Records from a point labeling set
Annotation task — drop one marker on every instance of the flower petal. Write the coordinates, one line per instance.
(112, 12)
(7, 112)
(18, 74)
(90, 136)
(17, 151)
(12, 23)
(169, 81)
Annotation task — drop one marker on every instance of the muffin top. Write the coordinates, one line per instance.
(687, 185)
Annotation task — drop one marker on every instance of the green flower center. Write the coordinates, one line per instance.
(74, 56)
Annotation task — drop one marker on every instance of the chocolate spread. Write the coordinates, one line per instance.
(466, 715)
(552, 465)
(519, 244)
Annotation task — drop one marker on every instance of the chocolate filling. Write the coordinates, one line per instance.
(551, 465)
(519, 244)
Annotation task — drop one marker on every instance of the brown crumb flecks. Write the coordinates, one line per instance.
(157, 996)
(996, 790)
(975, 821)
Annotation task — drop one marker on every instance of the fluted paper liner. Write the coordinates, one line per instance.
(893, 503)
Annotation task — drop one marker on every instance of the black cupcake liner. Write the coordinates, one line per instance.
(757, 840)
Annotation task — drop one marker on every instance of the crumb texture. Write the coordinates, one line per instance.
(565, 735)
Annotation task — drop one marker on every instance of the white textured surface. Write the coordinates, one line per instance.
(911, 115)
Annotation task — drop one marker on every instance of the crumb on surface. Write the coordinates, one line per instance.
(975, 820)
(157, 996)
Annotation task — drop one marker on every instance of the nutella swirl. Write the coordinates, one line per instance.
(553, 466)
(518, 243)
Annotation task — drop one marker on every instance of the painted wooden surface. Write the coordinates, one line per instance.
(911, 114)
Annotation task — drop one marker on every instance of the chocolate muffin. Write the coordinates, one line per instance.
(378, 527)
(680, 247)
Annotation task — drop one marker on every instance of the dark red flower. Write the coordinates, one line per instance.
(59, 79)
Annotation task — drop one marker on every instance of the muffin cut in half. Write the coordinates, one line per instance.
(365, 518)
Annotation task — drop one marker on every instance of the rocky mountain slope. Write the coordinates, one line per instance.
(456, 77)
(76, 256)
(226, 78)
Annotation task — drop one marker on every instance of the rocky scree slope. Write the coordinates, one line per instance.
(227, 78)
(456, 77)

EXERCISE REQUIREMENTS:
Rewrite the whole listing, changing every "drop one marker" to "place one point" and keeping everything else the same.

OUTPUT OF THE TASK:
Annotation task — place one point on every instance of the flower petal. Write the coordinates, one line per instance.
(112, 12)
(7, 112)
(18, 74)
(90, 136)
(17, 151)
(12, 23)
(169, 81)
Annotation task — place one point on every instance of the muffin top. Write the coordinates, one line per instance.
(687, 185)
Annotation task — place one point on every instance of the green flower center. Write the coordinates, one line per instance.
(74, 56)
Annotation task — place one point on every instance of the chocolate spread. Write the coordinates, one line per instance.
(466, 715)
(552, 465)
(519, 244)
Annotation task — place one point on every instance of the chocolate filling. Write the coordinates, one line per instance.
(551, 465)
(519, 244)
Annotation task — place one point on every instance of the brown crumb flecks. Write the coordinates, one line per instance.
(157, 996)
(996, 790)
(975, 821)
Annotation task — place one point on every instance of the fluted paper liner. Write the coordinates, one line per instance.
(893, 503)
Annotation task — place one point on every instance of the black cupcake liner. Write the coordinates, one line per instance.
(757, 840)
Annotation task — place one point on every instance of the crumb texture. Write the coordinates, one line per instance.
(565, 735)
Annotation task — place one point on every instance of the white textured surface. Write the coordinates, one line per instance.
(911, 115)
Annotation task — place one point on every instance of the crumb on surface. Write the coordinates, one line per instance.
(975, 820)
(157, 996)
Annotation task — place one point on every instance of the nutella swirl. Write the coordinates, one line per instance.
(553, 466)
(518, 243)
Annotation task — place one point on every instance of the painted wooden surface. Write the coordinates, one line per instance.
(911, 114)
Annotation task — place one point on every instance of the chocolate muffin. Write the coordinates, one line per instance.
(378, 527)
(680, 247)
Annotation task — place one point on every instance of the dark red flower. Write the coordinates, one line per instance.
(59, 79)
Annotation task — place one point on every instance of the muffin cut in half. Write the coordinates, one line per instance.
(365, 518)
Annotation task — place one point on every instance of the rocky mountain slope. Write the coordinates, one line per instance.
(456, 77)
(76, 256)
(226, 78)
Annotation task — place one point on every instance of the rocky scree slope. Write the coordinates, one line per instance.
(227, 78)
(456, 77)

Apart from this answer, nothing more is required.